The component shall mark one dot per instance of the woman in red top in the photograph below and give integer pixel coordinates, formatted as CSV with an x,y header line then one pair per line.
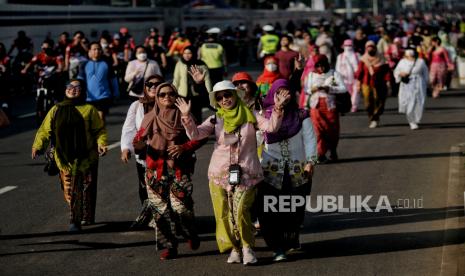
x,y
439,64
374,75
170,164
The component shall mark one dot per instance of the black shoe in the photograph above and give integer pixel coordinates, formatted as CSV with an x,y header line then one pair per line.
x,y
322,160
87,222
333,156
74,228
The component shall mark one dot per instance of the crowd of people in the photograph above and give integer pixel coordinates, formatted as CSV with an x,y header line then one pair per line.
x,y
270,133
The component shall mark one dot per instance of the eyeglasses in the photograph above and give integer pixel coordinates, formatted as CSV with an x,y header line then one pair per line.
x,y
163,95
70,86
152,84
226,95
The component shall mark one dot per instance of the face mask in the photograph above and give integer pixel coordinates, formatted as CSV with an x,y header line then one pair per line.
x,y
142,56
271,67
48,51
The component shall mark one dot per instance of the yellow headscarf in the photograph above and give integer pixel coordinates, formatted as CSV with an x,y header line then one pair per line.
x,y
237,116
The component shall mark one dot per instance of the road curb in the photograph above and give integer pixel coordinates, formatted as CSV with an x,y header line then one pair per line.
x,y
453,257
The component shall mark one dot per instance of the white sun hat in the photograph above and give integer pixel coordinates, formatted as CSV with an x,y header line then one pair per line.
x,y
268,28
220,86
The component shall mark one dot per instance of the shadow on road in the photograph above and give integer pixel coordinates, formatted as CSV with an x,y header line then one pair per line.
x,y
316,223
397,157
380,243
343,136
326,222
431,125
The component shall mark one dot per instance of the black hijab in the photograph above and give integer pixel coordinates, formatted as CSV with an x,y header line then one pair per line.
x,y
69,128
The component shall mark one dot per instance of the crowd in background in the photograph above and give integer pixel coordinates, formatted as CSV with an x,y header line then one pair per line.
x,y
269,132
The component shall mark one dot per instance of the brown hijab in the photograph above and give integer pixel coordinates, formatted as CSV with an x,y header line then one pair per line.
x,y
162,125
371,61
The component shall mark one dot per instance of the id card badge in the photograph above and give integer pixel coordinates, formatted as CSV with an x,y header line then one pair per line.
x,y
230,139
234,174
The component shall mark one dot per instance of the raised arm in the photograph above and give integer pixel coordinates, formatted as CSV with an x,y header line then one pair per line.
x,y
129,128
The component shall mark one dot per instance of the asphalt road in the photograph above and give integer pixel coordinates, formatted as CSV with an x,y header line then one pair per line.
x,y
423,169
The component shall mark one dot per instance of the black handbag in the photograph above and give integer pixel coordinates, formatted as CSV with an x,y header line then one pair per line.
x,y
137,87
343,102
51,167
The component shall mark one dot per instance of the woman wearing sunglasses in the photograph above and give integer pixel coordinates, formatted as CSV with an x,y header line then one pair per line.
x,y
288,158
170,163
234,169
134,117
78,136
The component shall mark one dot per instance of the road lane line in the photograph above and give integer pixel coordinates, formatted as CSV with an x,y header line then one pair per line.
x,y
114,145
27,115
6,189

=====

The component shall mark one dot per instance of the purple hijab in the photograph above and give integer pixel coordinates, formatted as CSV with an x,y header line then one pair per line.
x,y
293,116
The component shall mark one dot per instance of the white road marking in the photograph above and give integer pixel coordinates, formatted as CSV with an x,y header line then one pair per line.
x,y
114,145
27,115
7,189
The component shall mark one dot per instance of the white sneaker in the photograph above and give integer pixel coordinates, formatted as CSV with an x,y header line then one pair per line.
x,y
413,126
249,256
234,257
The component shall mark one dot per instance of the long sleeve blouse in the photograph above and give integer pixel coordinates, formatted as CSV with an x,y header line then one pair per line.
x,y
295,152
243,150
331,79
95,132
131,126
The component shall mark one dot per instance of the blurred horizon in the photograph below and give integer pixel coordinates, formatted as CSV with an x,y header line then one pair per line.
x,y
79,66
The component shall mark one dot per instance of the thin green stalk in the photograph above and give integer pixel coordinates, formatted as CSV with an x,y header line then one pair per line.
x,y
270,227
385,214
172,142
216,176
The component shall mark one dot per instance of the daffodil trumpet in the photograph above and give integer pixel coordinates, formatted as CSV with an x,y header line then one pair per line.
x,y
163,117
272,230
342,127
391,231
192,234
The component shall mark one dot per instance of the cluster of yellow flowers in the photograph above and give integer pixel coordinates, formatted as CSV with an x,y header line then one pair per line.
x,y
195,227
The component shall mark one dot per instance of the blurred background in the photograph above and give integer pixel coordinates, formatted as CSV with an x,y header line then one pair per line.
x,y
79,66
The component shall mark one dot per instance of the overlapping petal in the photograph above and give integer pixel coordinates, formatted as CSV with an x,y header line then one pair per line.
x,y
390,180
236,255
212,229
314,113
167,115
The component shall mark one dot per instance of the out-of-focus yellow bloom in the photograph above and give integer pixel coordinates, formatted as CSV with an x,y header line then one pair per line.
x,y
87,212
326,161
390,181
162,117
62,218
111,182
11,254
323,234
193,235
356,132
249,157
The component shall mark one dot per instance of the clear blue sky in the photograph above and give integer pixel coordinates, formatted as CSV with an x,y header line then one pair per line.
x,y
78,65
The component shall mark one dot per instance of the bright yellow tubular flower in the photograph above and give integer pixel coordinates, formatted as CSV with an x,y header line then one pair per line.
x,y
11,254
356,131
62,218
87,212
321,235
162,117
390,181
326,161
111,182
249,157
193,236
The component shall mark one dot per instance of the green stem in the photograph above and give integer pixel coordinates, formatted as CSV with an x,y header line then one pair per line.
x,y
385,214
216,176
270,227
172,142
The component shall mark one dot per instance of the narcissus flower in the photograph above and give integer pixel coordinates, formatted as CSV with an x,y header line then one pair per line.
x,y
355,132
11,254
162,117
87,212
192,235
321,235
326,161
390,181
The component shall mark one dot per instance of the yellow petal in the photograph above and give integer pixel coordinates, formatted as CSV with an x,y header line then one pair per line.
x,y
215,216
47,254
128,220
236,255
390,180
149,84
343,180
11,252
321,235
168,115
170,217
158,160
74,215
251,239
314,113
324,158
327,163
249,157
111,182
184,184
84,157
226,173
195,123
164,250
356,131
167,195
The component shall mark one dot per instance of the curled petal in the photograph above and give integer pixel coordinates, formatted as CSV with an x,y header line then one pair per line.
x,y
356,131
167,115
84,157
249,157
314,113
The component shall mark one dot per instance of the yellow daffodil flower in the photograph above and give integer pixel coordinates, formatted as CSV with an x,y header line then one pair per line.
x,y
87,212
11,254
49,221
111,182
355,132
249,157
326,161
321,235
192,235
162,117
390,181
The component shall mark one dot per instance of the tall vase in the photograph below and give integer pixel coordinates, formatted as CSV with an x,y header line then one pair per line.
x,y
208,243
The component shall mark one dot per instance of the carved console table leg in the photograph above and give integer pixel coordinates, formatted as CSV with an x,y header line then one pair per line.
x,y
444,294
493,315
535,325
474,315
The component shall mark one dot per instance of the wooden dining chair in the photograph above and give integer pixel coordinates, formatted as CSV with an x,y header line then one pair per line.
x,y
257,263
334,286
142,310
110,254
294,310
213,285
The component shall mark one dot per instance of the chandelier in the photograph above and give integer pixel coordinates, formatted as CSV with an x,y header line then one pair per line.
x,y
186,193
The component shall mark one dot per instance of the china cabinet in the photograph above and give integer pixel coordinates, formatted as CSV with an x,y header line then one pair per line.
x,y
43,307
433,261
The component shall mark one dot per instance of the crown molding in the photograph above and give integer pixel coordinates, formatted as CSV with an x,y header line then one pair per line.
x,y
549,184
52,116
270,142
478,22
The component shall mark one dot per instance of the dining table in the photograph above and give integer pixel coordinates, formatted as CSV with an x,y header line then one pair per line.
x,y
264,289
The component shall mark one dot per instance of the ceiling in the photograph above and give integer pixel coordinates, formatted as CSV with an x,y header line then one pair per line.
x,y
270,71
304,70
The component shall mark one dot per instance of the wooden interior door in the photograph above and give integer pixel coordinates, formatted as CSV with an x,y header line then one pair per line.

=====

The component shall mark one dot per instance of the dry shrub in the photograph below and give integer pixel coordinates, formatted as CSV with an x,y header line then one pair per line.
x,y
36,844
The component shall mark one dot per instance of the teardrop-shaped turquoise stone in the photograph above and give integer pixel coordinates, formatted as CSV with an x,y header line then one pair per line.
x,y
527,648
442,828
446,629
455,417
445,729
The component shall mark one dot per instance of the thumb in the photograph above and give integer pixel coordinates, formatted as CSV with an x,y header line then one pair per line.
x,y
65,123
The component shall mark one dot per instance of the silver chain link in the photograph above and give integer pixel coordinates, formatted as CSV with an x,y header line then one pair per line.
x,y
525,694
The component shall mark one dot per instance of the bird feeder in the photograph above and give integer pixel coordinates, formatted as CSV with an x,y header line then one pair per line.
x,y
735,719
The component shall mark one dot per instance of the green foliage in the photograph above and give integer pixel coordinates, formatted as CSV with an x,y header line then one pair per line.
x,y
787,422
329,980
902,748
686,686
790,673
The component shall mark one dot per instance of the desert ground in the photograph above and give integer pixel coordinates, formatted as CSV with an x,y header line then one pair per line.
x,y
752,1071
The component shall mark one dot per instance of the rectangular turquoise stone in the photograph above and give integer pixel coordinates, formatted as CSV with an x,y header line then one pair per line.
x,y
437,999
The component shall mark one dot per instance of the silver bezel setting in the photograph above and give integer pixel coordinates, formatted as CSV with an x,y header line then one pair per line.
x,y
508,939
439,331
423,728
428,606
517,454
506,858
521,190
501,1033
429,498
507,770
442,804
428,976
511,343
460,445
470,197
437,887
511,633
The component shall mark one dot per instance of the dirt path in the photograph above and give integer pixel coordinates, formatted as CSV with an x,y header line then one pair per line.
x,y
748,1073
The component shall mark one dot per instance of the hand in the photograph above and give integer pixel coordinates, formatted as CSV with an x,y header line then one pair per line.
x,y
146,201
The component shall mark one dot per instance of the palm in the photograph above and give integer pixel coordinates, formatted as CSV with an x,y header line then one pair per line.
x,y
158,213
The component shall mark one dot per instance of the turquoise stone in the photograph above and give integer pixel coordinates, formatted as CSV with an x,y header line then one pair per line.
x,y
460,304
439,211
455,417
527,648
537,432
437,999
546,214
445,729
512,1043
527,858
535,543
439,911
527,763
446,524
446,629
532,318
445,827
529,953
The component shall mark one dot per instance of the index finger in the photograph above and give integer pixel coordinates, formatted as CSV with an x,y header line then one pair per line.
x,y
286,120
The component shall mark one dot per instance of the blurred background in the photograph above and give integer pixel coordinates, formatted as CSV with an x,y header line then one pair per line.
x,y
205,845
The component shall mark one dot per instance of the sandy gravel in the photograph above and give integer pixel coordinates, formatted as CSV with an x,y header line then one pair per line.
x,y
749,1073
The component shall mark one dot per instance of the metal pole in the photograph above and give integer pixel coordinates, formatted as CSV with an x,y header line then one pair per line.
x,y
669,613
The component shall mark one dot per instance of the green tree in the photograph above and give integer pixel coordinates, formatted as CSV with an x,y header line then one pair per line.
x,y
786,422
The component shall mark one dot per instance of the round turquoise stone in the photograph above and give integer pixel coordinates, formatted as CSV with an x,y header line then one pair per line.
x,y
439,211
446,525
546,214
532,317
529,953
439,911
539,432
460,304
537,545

=====

#### Written problem:
Return every line of the records above that contains the word "wooden", matching case exactly.

#### Exercise output:
The component shall mark one dot per instance of the wooden dining chair in the photograph above and give integer pixel coordinates, formatted as CSV with an x,y header line then one pair per line.
The component shall mark one dot per instance of the wooden interior door in the photograph above and give integer pixel coordinates, formatted as CSV with an x,y header line then one pair per line.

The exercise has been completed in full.